(Records of labeled boxes)

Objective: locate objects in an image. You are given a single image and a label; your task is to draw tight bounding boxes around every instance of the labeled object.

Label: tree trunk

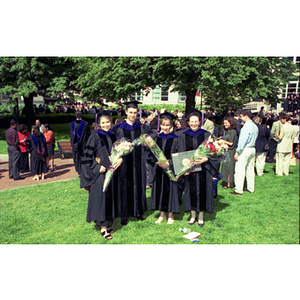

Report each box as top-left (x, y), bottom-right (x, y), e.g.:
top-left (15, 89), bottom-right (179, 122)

top-left (185, 91), bottom-right (196, 116)
top-left (22, 94), bottom-right (35, 127)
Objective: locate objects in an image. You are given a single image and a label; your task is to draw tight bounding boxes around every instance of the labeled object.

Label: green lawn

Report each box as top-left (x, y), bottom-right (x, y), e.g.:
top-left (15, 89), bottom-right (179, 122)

top-left (0, 123), bottom-right (70, 154)
top-left (0, 164), bottom-right (299, 245)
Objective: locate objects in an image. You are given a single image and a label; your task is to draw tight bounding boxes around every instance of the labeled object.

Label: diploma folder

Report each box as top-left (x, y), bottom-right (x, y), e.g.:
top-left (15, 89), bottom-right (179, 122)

top-left (95, 146), bottom-right (111, 169)
top-left (172, 150), bottom-right (202, 175)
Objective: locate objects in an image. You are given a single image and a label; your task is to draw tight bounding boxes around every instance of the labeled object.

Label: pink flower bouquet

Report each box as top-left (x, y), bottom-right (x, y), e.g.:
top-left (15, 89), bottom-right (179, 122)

top-left (176, 138), bottom-right (228, 180)
top-left (102, 138), bottom-right (140, 192)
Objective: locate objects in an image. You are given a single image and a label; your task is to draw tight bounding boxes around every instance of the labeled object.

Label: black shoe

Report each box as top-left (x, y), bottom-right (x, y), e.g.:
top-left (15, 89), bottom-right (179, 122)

top-left (188, 218), bottom-right (196, 225)
top-left (121, 220), bottom-right (128, 226)
top-left (198, 221), bottom-right (205, 227)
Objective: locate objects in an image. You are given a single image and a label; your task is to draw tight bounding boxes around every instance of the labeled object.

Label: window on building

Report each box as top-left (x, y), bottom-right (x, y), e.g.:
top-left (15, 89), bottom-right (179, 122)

top-left (178, 92), bottom-right (186, 101)
top-left (152, 87), bottom-right (160, 101)
top-left (160, 86), bottom-right (169, 101)
top-left (287, 83), bottom-right (297, 96)
top-left (131, 92), bottom-right (143, 101)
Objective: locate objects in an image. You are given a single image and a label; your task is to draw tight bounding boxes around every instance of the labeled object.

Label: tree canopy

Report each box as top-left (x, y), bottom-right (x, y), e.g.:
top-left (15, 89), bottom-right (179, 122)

top-left (0, 57), bottom-right (296, 119)
top-left (0, 57), bottom-right (79, 124)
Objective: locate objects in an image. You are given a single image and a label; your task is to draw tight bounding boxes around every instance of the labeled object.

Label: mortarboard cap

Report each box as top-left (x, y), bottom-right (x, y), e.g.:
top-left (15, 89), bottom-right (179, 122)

top-left (189, 107), bottom-right (202, 119)
top-left (123, 100), bottom-right (142, 109)
top-left (97, 110), bottom-right (111, 118)
top-left (160, 112), bottom-right (177, 121)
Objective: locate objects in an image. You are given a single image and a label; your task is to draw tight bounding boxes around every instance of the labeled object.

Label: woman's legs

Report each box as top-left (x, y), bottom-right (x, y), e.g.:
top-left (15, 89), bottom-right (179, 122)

top-left (100, 226), bottom-right (112, 240)
top-left (155, 211), bottom-right (167, 224)
top-left (198, 211), bottom-right (204, 227)
top-left (168, 212), bottom-right (174, 224)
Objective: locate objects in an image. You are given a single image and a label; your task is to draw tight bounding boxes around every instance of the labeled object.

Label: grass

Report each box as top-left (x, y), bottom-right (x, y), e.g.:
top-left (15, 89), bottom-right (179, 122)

top-left (0, 123), bottom-right (70, 154)
top-left (0, 164), bottom-right (299, 245)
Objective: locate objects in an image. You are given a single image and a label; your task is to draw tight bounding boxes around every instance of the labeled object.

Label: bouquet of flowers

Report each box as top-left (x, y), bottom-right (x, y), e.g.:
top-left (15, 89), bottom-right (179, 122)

top-left (102, 138), bottom-right (140, 192)
top-left (176, 137), bottom-right (228, 180)
top-left (139, 134), bottom-right (176, 181)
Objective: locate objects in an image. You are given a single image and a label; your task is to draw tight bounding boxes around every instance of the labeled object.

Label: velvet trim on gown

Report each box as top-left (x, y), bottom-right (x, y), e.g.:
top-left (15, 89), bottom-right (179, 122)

top-left (112, 121), bottom-right (152, 220)
top-left (80, 133), bottom-right (118, 226)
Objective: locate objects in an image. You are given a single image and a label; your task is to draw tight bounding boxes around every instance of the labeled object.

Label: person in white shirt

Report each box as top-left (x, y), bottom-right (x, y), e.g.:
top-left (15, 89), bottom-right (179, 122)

top-left (276, 114), bottom-right (295, 176)
top-left (230, 109), bottom-right (258, 195)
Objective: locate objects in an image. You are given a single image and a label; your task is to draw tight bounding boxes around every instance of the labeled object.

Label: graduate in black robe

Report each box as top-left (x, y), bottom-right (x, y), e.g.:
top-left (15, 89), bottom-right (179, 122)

top-left (113, 101), bottom-right (151, 225)
top-left (26, 126), bottom-right (48, 180)
top-left (70, 111), bottom-right (90, 175)
top-left (175, 109), bottom-right (219, 227)
top-left (151, 112), bottom-right (180, 224)
top-left (80, 111), bottom-right (123, 239)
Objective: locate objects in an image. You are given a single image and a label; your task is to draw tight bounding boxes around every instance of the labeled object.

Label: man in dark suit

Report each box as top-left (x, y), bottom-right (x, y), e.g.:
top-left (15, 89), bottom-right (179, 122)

top-left (70, 111), bottom-right (91, 175)
top-left (5, 120), bottom-right (25, 180)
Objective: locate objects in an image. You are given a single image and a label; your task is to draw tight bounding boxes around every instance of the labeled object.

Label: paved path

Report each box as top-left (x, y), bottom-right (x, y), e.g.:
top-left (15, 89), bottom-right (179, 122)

top-left (0, 158), bottom-right (78, 191)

### EXERCISE OBJECTIVE
Please return every line of the items above that contains the word "bouquet".

### TASK SOLUTION
Label: pink flower bouquet
Label: bouquet of flowers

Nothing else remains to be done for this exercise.